* TESTO FORNITO *
· · · · · · ·
Responsabilità medica: una riforma ancora ferma
Nel suo intervento, Di Silverio ha evidenziato come la riforma della responsabilità medica sia oggi bloccata. “Dopo il flop della Commissione D’Ippolito, orfana di medici, che ha prodotto un documento bocciato dalla categoria, non c’è più traccia di un intervento che possa contribuire a distendere il clima che si respira nelle corsie”.
L’obiettivo non è escludere responsabilità individuali, ma “creare un sistema più equo ed efficiente, che garantisca tutela ai pazienti e serenità ai medici, senza escludere la possibilità di gestire correttamente eventuali errori”.
“Noi siamo capri espiatori della difficoltà di accesso alle cure”
Nel suo intervento conclusivo, Di Silverio ha allargato lo sguardo al contesto in cui oggi lavorano i professionisti sanitari.
“La legge 81/08 assegna al datore di lavoro la responsabilità della sicurezza dell’operatore, ma nelle aziende sanitarie questa norma resta spesso disattesa. La sicurezza sul lavoro non è solo infrastrutturale: è anche dotazione di personale, organizzazione dei turni, rispetto dei limiti di carico”.
Il segretario ha denunciato l’assenza di un confine chiaro tra le responsabilità del singolo medico e quelle del sistema: “Non posso sapere di cosa sono responsabile finché non so dove finisce la mia responsabilità e inizia quella del collega. Manca un atto medico definito: oggi siamo responsabili di tutto e quindi aggredibili su tutto”.
L’urgenza di un accesso equo alle cure
Tra i temi più caldi, anche la pressione crescente dei pronto soccorso, diventati unico punto di accesso al sistema.
“Oggi l’unica porta di accesso all’ospedale è il pronto soccorso. Il cittadino, esasperato dai tempi di attesa, diventa aggressivo. E noi medici diventiamo capri espiatori della difficoltà di accesso alle cure”.
· · · · · · ·
* ELENCO FORNITO *
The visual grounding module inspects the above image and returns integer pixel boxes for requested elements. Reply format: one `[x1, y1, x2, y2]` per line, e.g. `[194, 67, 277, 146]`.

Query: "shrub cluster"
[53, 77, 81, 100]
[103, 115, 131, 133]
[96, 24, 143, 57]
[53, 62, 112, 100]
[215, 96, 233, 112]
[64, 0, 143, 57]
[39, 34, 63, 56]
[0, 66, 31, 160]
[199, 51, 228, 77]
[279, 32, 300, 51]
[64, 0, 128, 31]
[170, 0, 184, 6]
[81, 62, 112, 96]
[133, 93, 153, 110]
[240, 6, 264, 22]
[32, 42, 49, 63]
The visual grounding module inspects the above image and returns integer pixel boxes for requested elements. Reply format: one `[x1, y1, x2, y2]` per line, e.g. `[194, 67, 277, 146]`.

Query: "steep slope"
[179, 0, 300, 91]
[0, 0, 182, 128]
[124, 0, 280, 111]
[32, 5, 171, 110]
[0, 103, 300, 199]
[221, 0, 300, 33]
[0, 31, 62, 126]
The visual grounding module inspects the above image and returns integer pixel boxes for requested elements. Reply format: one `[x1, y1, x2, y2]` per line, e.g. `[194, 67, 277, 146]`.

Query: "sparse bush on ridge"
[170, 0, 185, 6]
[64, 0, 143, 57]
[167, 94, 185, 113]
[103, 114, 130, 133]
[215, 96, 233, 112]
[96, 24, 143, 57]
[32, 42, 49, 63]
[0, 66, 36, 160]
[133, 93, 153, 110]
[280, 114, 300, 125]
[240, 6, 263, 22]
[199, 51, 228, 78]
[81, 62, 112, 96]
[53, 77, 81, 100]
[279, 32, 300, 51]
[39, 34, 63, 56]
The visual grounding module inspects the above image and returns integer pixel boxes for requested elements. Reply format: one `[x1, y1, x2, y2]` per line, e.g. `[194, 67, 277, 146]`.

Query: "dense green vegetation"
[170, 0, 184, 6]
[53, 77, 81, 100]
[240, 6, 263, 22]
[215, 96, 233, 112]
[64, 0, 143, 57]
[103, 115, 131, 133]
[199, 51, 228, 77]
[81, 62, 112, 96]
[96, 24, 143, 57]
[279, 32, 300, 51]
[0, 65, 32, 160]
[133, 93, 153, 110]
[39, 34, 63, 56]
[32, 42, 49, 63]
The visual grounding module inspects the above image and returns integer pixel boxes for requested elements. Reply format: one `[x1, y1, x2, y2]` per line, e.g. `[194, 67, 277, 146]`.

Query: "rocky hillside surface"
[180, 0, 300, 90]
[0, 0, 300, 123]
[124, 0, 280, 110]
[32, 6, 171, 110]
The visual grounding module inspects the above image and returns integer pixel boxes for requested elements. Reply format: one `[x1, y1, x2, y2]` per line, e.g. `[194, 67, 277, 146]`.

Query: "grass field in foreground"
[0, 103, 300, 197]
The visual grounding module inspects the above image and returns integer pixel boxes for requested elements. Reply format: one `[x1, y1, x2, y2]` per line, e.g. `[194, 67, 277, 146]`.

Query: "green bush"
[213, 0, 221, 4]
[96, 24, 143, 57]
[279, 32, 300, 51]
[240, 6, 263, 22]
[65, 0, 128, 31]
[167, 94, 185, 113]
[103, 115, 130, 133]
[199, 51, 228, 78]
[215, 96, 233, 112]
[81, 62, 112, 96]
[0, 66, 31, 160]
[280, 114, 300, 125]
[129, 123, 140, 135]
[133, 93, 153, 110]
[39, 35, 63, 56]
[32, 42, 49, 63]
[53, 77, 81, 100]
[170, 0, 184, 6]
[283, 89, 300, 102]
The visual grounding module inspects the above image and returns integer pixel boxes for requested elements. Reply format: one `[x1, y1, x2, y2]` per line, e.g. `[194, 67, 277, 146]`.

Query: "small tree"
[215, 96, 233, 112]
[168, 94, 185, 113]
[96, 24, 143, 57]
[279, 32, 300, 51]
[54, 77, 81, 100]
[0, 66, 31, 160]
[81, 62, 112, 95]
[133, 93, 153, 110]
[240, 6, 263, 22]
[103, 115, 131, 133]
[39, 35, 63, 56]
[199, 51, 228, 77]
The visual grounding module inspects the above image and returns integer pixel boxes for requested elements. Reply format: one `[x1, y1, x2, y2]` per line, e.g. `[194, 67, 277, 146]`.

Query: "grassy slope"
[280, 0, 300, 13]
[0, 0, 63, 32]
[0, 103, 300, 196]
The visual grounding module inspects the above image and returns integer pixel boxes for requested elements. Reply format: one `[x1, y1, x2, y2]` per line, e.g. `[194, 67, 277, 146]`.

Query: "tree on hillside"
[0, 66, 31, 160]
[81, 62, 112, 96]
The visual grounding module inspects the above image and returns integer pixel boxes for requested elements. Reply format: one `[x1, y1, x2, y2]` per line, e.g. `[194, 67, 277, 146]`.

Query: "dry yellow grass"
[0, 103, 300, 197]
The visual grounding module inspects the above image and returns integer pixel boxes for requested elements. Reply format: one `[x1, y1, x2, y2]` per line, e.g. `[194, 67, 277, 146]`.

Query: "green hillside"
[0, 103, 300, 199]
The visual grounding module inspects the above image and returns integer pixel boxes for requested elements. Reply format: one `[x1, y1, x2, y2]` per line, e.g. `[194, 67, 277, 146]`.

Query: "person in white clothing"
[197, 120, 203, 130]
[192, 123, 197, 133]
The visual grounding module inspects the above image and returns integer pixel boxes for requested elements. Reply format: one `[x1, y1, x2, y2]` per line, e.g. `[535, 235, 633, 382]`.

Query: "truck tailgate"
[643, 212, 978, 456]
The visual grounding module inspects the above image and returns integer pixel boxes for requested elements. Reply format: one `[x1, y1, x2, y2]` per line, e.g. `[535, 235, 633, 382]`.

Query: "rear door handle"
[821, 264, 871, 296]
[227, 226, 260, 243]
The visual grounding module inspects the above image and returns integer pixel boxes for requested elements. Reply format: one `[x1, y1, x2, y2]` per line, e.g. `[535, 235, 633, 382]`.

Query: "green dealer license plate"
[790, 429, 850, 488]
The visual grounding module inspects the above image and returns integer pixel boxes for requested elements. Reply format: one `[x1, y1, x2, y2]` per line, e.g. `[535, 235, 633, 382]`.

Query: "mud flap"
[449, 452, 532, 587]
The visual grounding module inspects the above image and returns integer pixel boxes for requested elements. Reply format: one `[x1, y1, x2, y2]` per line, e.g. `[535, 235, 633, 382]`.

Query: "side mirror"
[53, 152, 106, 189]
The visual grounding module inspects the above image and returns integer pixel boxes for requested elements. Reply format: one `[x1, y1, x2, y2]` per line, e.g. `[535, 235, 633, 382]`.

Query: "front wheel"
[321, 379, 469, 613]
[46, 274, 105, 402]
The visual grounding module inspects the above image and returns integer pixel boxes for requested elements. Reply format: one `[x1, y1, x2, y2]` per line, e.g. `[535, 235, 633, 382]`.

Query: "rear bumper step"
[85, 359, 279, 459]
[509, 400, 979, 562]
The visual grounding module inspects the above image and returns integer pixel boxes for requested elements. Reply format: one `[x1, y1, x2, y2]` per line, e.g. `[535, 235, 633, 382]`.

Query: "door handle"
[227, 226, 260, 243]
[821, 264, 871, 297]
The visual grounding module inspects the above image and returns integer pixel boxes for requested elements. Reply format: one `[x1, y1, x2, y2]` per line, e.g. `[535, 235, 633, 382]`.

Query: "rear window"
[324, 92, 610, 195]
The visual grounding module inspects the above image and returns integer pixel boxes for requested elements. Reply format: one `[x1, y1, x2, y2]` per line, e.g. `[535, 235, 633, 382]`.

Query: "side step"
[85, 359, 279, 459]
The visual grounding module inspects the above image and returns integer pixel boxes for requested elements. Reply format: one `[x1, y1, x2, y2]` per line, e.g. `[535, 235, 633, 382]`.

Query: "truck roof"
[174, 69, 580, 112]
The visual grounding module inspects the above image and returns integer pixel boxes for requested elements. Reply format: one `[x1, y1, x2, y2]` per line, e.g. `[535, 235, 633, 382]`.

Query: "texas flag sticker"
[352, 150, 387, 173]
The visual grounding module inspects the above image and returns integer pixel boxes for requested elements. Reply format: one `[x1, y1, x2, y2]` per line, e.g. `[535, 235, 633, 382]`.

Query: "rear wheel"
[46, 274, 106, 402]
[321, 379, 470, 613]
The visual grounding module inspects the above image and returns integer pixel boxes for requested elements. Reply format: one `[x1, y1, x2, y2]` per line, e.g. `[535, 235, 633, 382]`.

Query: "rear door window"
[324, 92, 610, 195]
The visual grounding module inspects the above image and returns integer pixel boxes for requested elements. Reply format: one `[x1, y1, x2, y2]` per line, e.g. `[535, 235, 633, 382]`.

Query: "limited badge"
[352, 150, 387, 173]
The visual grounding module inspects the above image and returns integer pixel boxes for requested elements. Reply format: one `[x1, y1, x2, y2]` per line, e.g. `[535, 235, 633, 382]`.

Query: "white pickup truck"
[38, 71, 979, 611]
· · · · · · ·
* DA FARE *
(A) Estrai dal testo sulla responsabilità medica il passo che comincia con "L’obiettivo non è" e prosegue fino a "i professionisti sanitari.".
(B) Nel testo sulla responsabilità medica, a chi assegna la legge 81/08 la responsabilità della sicurezza dell'operatore?
(C) Prosegui il testo sulla responsabilità medica partendo subito dopo la sua ultima frase.
L'elenco non serve in alcun modo per questo lavoro.

* RISPOSTE AI COMPITI *
(A)
L’obiettivo non è escludere responsabilità individuali, ma “creare un sistema più equo ed efficiente, che garantisca tutela ai pazienti e serenità ai medici, senza escludere la possibilità di gestire correttamente eventuali errori”.
“Noi siamo capri espiatori della difficoltà di accesso alle cure”
Nel suo intervento conclusivo, Di Silverio ha allargato lo sguardo al contesto in cui oggi lavorano i professionisti sanitari.

(B) Al datore di lavoro.

(C)
“Noi non chiediamo impunità, chiediamo qualcosa di sacrosanto: chiediamo che nel momento in cui il medico ha commesso un errore doloso venga accusato. Ma se un medico ha cercato, con consenso informato, di salvare una vita e non ci è riuscito, non dovrebbe essere accusato: dovrebbe essere ringraziato per averci provato”.
Ricostruire fiducia e legalità con una nuova responsabilità medica
“Non so se sarà possibile avvicinarsi a una sorta di modello francese, ma dobbiamo continuare a far percepire al cittadino che noi siamo dalla stessa parte”.
Ricostruire la fiducia passa anche da un nuovo patto di legalità. “Abbiamo la necessità di ricostruire la legalità e la sicurezza delle cure, che passa inevitabilmente attraverso una rivisitazione della colpa medica. Siamo l’unico Paese al mondo in cui non c’è ancora una rivisitazione della responsabilità medica”.
“Abbiamo il dovere di continuare a crederci – ha concluso –. La sfida non è solo normativa, ma culturale: servono nuove regole, ma anche il coraggio di ricostruire la fiducia tra professionisti, istituzioni e cittadini. Per un sistema sanitario che protegga chi cura, senza lasciare indietro chi viene curato”.